→ DATA LISTING
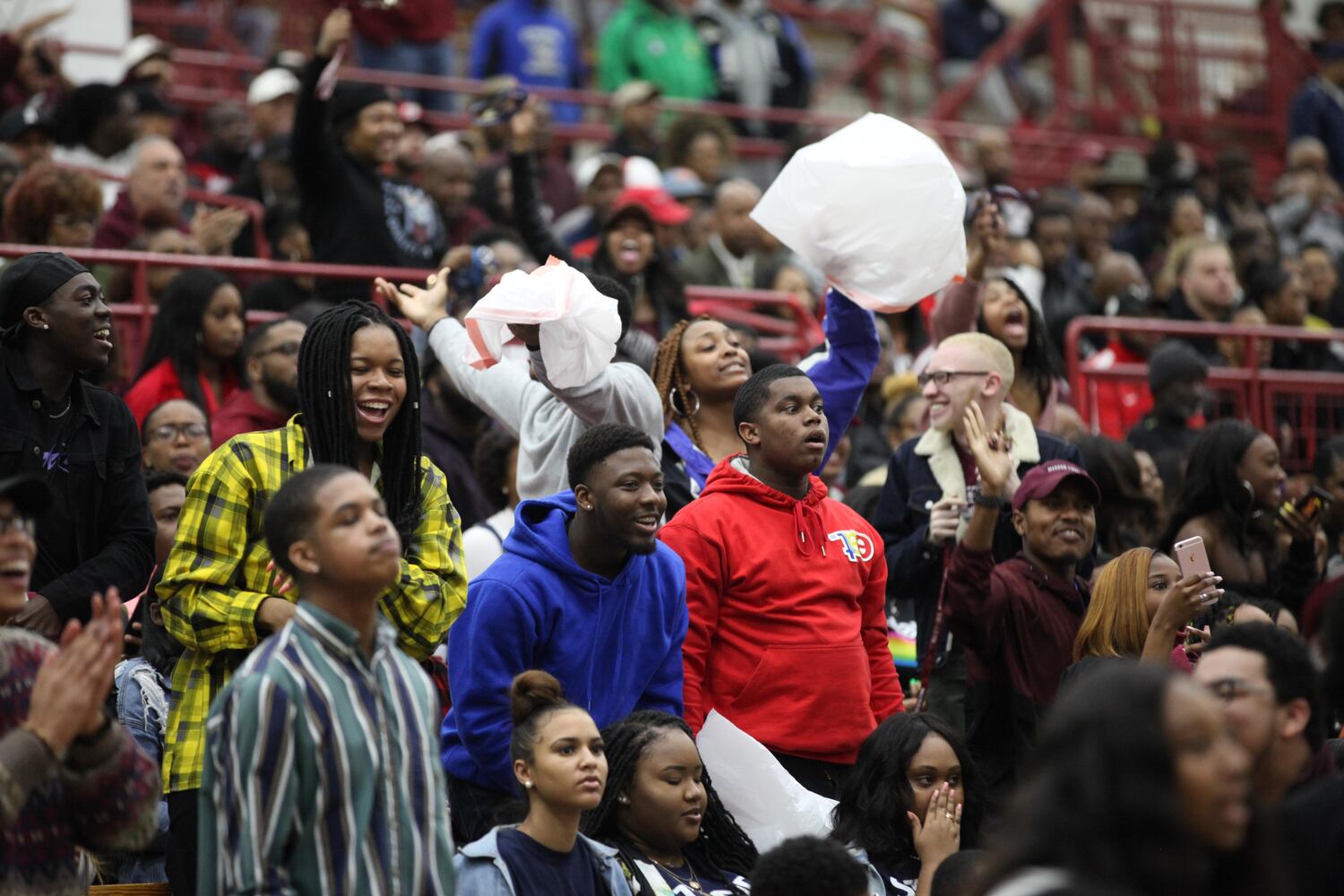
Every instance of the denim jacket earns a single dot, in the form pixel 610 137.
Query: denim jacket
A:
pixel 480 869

---

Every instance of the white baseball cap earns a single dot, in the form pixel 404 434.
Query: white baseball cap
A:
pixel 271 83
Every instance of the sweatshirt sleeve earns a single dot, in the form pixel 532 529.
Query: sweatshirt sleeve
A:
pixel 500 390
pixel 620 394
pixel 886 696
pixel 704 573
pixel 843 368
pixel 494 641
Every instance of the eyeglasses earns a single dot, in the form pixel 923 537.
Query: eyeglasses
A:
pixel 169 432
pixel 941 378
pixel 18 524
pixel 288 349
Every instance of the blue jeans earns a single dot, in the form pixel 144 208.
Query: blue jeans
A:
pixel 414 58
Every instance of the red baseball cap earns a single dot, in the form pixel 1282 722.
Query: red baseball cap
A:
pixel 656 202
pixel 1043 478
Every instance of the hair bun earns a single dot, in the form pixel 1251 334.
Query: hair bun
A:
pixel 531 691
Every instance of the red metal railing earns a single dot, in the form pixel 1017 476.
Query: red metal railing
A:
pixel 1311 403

→ WHAT YOU WILL DO
Rewrite the lines between the one holding "Every instance of the hair" and the one holding "pixel 1311 403", inclusive, with "hair bun" changed to "ponytail" and everything else kept the same.

→ RESPONSE FOR THIS EXERCISE
Every instance of the ponytail earns a single dot, in the form pixel 1251 334.
Query: ponytail
A:
pixel 531 691
Every instance of the red metal railing earns a single dot, in the form pixel 1017 476.
Query: red metal railing
A:
pixel 1311 403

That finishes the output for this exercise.